● **LIST OF TASKS**:
[1] Reproduce the passage of the post about Isaac Asimov's Gold between "In the essay" and "at the hero.", inclusive, word for word.
[2] In the post about Isaac Asimov's Gold, what did the writer hand Asimov to autograph at a science fiction convention?

=== DOCUMENT SEGMENT ===

The day I arrived in Basel on this trip, I felt in need of some "chill-out" reading that wouldn't tax my jet-lagged brain cells.  Fortunately, Janet and Stephan's bookshelves are well stocked, even after eliminating the books in German, French, and Japanese.

For much of my life, Isaac Asimov was one of my very favorite authors, first for his science fiction, and later for his non-fiction.  (I had the pleasure of astonishing him once at a science fiction convention by presenting to him one of his American history books for autographing.)  Asimov kept writing—surely he must hold some record for the quantity and scope of his works—but life took me in different directions and I neglected him for many years, except for re-reading his delightful Black Widowers mystery stories.

But there on the bookshelf was Gold, a collection of some of his last short stories and essays, and it was just what I wanted.

So far, I'm still impressed with Asimov's writing, though his own opinions and philosophies intrude somewhat annoyingly into the stories.  I suspect that was always the case, but I was less aware, both because of my lack of experience and because his prejudices did not then conflict in any significant way with mine.  In any case, his worldview is part of what makes an author who he is, so I don't mind much.

In the essay on women in science fiction, however, Asimov's sharp wits seem to have deserted him.  How else to fathom his casting blame on puritanical attitudes toward sex for the fact that early science fiction stories were all about men?

In most cases, non-recognition of the existence of sex was treated as though it was the law. ... But if there's no sex, what do you do with female characters?  They can't have passions and feelings.  They can't participate on equal terms with male characters because that would introduce too many complications where some sort of sex might creep in.  The best thing to do was to keep them around in the background, allowing them to scream in terror, to be caught and then rescued, and, at the end, to smile prettily at the hero.

=== GIVEN RECORDS ===

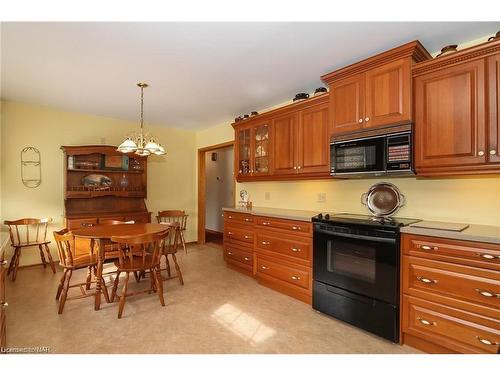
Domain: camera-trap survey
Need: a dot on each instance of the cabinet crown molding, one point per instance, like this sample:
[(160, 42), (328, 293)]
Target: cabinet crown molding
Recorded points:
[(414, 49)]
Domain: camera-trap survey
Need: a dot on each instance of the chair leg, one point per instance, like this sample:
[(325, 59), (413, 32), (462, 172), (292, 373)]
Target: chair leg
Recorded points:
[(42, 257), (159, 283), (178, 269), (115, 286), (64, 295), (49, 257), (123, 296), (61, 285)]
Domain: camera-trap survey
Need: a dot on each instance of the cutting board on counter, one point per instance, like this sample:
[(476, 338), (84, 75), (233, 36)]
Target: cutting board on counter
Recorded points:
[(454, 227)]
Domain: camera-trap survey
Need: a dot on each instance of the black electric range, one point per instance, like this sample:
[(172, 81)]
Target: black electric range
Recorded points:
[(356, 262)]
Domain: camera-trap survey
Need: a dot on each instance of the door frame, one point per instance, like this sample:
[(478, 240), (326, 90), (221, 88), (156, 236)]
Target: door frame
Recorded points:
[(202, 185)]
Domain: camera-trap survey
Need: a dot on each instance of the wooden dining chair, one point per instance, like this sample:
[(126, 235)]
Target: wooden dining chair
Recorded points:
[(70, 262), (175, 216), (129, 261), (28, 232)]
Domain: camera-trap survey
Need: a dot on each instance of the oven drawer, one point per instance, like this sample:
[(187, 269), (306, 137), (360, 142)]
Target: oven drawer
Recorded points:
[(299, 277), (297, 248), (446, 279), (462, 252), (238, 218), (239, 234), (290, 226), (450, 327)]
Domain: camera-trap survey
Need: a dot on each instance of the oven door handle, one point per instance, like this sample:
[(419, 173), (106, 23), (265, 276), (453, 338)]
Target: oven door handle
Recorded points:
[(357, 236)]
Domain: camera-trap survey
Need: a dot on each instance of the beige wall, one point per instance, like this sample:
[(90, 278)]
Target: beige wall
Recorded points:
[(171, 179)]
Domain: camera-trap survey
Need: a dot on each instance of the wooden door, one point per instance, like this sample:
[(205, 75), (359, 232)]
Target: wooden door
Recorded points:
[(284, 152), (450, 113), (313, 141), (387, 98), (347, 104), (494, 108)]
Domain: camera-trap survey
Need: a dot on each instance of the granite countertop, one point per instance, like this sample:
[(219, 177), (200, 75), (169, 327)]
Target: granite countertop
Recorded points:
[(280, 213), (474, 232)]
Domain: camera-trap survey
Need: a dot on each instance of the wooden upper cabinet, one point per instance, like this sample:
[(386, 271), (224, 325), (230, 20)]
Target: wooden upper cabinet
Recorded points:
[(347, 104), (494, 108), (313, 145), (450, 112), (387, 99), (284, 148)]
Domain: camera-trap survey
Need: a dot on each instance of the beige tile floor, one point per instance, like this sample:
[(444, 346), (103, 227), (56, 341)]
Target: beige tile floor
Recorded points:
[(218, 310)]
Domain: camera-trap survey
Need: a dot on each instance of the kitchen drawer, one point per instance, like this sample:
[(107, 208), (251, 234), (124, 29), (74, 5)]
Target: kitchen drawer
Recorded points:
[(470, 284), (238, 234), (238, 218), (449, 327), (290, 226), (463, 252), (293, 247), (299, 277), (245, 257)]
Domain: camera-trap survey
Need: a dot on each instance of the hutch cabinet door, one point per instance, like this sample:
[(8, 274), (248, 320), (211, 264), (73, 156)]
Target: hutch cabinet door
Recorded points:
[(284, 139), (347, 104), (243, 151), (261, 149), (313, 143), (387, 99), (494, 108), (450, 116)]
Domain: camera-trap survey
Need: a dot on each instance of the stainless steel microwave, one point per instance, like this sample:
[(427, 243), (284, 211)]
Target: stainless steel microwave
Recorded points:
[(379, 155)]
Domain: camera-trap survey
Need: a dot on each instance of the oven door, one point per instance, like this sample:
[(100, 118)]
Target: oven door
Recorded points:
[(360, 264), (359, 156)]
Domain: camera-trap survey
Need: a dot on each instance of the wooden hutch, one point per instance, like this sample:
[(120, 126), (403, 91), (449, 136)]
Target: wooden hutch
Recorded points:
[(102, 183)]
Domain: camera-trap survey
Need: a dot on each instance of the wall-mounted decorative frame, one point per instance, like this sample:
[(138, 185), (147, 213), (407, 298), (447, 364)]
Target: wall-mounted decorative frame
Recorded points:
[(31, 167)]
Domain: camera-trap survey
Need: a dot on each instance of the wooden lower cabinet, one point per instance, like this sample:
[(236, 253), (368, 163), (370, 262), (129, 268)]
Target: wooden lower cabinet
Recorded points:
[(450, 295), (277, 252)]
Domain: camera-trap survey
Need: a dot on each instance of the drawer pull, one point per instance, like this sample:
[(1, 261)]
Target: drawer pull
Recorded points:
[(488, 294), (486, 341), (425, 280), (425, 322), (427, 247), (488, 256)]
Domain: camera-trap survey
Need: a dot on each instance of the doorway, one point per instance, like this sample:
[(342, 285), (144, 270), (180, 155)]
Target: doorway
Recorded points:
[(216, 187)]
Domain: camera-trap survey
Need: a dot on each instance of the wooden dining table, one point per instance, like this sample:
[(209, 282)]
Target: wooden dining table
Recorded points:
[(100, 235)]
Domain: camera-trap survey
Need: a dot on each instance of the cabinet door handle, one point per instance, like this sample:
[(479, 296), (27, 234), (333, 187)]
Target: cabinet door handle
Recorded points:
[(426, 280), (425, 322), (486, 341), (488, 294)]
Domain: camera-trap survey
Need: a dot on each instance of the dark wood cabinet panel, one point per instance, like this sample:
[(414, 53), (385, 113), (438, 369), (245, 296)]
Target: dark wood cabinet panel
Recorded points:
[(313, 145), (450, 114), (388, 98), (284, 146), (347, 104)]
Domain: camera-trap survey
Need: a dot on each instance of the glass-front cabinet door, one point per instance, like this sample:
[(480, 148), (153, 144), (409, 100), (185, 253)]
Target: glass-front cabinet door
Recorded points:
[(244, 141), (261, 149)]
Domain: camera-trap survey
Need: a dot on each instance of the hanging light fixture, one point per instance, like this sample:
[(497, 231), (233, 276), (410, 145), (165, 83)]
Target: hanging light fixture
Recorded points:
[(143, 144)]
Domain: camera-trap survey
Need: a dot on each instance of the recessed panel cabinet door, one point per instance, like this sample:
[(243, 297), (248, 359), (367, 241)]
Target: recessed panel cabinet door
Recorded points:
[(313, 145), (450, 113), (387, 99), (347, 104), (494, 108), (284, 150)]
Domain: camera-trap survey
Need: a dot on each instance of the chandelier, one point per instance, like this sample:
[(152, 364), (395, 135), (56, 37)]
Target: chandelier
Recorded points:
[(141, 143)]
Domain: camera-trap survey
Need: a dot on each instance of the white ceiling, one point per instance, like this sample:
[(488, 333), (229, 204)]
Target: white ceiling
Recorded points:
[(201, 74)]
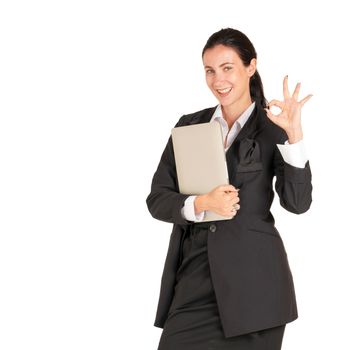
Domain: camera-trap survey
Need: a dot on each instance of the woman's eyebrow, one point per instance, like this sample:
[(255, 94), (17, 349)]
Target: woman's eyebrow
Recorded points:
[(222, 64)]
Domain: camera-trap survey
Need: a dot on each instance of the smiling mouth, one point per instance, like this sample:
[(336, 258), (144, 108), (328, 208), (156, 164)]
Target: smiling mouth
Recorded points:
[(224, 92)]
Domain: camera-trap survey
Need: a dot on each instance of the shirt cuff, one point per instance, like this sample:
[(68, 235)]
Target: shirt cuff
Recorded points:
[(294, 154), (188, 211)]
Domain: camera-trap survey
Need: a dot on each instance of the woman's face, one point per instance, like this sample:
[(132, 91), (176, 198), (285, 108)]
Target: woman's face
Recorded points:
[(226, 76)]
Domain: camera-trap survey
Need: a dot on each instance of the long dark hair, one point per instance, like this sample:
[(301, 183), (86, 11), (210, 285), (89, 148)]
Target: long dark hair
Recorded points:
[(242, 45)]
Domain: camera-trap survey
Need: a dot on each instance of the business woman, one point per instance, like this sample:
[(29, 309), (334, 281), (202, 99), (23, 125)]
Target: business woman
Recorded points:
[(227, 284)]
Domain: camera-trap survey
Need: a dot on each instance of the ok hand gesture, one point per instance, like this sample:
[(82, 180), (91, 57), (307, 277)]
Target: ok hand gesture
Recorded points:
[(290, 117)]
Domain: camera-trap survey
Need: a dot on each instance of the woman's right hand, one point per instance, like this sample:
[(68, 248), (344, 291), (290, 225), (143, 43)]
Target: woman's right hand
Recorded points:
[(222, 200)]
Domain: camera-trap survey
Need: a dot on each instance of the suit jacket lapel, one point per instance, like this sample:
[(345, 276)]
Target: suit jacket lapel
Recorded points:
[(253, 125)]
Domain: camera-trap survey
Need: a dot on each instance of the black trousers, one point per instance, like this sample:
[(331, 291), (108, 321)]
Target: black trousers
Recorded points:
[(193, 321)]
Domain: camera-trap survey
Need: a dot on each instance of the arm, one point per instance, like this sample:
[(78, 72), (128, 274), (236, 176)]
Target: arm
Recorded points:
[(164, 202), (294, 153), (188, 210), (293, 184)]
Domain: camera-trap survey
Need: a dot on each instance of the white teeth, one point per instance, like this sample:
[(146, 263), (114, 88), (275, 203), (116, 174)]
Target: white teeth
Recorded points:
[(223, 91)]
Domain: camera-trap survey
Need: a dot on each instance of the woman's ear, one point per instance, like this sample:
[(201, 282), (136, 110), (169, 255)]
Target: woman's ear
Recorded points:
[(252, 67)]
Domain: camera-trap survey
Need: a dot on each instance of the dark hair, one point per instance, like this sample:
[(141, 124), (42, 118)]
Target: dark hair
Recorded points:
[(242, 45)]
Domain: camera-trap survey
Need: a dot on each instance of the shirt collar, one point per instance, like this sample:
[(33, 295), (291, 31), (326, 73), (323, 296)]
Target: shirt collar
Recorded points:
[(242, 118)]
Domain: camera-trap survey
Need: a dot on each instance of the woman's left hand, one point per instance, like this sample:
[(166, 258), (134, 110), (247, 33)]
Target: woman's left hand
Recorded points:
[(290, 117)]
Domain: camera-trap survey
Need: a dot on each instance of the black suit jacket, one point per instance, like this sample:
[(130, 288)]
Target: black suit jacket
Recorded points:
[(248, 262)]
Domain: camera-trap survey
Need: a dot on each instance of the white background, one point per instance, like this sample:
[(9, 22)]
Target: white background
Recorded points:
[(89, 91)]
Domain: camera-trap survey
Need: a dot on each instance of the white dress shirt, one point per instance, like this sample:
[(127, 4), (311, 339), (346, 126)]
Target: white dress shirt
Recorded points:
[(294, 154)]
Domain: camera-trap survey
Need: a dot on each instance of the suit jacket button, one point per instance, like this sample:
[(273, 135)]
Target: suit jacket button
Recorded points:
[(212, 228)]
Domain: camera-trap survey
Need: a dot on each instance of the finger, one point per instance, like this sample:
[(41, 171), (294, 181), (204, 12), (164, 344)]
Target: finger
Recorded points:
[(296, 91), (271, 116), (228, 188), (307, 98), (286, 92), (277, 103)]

===
=== GIVEN RECORDS ===

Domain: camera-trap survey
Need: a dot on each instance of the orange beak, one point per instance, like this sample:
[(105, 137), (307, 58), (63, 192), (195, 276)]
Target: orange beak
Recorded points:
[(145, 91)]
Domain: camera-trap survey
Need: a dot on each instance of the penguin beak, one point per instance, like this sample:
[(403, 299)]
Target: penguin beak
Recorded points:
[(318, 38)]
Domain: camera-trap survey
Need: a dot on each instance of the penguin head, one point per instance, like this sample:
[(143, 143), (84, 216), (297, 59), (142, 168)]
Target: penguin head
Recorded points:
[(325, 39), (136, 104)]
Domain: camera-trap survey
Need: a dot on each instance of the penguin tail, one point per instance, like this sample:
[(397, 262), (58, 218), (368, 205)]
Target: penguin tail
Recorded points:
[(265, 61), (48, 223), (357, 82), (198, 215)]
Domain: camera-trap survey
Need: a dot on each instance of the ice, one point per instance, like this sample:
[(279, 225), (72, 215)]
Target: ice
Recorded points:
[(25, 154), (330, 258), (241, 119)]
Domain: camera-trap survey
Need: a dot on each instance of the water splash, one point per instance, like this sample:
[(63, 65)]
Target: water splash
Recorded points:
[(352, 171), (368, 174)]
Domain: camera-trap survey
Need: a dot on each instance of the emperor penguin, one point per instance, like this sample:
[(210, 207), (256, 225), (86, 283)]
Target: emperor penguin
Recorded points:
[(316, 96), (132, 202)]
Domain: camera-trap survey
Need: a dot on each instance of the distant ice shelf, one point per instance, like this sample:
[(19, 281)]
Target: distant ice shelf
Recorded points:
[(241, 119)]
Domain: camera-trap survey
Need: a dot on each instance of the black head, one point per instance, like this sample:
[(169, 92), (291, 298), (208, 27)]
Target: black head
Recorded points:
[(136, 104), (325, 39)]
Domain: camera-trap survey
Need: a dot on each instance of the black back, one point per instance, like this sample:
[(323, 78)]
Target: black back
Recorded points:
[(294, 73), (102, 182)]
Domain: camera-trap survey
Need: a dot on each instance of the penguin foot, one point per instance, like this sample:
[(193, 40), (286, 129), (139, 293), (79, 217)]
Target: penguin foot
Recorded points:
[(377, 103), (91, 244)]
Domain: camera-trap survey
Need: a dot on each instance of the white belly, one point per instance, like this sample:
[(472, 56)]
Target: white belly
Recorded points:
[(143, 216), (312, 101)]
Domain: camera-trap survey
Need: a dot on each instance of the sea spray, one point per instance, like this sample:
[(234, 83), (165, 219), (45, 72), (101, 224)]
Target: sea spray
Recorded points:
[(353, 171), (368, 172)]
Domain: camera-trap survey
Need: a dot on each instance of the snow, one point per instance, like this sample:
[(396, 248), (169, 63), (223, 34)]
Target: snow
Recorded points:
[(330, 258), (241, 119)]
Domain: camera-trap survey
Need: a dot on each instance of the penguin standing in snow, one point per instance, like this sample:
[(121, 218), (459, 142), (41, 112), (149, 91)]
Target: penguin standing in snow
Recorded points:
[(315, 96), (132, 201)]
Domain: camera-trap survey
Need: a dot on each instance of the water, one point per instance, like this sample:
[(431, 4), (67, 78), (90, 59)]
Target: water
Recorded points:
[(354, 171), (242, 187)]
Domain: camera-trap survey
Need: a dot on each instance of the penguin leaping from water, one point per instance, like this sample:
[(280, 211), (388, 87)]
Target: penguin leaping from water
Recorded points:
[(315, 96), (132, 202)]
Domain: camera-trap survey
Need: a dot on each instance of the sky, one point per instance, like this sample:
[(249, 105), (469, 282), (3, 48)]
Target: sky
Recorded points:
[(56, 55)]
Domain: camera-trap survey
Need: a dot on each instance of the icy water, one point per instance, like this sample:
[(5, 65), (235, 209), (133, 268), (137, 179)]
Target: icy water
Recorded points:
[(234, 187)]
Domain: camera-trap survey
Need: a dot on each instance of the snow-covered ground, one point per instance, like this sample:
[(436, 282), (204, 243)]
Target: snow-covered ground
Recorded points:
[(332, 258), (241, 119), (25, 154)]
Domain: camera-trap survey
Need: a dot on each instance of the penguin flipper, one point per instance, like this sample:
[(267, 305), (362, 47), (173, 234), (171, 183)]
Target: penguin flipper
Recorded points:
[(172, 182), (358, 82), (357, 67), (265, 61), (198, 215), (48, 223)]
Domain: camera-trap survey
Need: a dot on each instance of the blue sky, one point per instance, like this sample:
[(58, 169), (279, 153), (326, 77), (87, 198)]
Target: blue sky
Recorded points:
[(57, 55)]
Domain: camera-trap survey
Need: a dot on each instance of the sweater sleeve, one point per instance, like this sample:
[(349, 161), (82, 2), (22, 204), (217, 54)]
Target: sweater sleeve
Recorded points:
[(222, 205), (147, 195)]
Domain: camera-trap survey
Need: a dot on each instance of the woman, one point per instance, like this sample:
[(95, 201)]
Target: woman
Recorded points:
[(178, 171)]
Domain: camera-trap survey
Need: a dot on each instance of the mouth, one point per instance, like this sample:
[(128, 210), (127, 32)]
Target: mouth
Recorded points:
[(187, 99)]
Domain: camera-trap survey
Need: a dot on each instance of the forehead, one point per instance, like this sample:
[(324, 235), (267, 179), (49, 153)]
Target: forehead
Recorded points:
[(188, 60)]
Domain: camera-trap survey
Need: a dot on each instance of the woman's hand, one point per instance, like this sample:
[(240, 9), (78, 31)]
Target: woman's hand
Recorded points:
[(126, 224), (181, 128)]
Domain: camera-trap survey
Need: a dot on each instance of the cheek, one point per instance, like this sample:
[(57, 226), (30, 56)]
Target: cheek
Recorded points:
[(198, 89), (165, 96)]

===
=== GIVEN RECORDS ===

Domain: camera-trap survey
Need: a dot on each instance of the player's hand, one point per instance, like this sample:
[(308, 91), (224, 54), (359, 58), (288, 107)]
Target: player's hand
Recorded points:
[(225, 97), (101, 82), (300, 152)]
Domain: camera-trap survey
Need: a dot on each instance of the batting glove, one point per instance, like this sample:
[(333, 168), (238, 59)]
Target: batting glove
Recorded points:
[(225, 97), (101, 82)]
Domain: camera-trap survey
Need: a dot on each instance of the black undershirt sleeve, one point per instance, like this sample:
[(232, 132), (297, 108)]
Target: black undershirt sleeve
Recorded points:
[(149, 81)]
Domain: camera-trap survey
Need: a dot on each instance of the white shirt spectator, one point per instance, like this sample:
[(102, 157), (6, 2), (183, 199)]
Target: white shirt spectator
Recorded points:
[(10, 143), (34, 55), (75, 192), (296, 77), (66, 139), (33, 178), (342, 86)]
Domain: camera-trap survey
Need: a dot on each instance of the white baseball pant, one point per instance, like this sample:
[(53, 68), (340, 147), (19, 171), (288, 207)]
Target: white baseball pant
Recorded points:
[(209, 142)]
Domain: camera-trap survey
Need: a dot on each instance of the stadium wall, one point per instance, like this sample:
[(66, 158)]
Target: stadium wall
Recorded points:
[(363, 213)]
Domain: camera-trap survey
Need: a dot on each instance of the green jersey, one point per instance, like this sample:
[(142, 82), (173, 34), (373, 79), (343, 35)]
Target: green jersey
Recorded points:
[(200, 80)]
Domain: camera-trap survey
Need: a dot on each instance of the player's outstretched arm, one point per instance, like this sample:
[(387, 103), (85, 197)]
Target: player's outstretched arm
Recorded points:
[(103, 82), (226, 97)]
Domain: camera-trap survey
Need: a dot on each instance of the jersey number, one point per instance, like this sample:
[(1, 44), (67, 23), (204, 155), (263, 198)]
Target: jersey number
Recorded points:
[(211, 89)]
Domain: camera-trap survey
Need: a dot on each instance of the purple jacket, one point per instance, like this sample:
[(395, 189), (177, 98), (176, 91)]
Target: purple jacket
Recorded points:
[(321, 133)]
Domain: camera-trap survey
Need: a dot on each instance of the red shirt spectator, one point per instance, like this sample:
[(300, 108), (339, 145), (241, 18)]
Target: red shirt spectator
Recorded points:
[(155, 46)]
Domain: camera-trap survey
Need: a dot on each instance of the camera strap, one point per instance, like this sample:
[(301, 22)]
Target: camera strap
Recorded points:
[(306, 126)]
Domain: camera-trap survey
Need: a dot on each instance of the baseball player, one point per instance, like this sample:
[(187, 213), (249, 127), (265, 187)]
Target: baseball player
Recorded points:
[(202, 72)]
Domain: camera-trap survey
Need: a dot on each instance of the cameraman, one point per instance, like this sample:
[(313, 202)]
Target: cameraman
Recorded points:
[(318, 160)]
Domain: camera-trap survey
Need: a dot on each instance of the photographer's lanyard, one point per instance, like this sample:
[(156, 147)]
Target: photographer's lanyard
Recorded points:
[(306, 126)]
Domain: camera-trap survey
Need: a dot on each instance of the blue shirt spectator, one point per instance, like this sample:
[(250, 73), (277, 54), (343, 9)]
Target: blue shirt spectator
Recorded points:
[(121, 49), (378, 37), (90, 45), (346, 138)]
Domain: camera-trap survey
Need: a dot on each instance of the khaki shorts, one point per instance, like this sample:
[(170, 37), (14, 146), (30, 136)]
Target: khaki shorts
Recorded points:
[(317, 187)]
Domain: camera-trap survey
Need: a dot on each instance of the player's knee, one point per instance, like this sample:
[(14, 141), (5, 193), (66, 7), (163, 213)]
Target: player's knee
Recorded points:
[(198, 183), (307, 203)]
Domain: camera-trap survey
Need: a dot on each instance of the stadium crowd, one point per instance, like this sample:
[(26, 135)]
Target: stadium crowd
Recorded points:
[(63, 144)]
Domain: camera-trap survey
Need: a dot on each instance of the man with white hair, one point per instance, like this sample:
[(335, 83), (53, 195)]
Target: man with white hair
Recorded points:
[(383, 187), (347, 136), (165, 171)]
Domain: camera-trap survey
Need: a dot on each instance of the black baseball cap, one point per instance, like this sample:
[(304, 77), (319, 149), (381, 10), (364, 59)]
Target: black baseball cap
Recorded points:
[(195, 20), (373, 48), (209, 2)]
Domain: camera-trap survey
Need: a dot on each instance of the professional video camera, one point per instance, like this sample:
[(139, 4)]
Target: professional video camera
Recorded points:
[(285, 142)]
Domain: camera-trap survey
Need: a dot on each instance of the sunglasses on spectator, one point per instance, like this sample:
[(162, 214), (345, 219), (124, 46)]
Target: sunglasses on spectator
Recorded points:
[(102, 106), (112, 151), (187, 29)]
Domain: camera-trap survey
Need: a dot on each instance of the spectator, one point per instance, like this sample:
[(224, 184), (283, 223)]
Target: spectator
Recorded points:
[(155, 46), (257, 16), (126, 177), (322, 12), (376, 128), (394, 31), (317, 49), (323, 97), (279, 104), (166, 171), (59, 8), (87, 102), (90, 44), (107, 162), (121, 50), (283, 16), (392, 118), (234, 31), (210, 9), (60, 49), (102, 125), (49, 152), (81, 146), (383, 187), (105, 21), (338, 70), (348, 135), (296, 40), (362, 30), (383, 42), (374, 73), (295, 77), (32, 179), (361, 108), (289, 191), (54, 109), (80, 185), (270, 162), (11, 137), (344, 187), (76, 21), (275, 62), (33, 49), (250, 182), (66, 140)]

===

● **RESPONSE LIST**:
[1]
In the essay on women in science fiction, however, Asimov's sharp wits seem to have deserted him.  How else to fathom his casting blame on puritanical attitudes toward sex for the fact that early science fiction stories were all about men?

In most cases, non-recognition of the existence of sex was treated as though it was the law. ... But if there's no sex, what do you do with female characters?  They can't have passions and feelings.  They can't participate on equal terms with male characters because that would introduce too many complications where some sort of sex might creep in.  The best thing to do was to keep them around in the background, allowing them to scream in terror, to be caught and then rescued, and, at the end, to smile prettily at the hero.

[2] One of his American history books.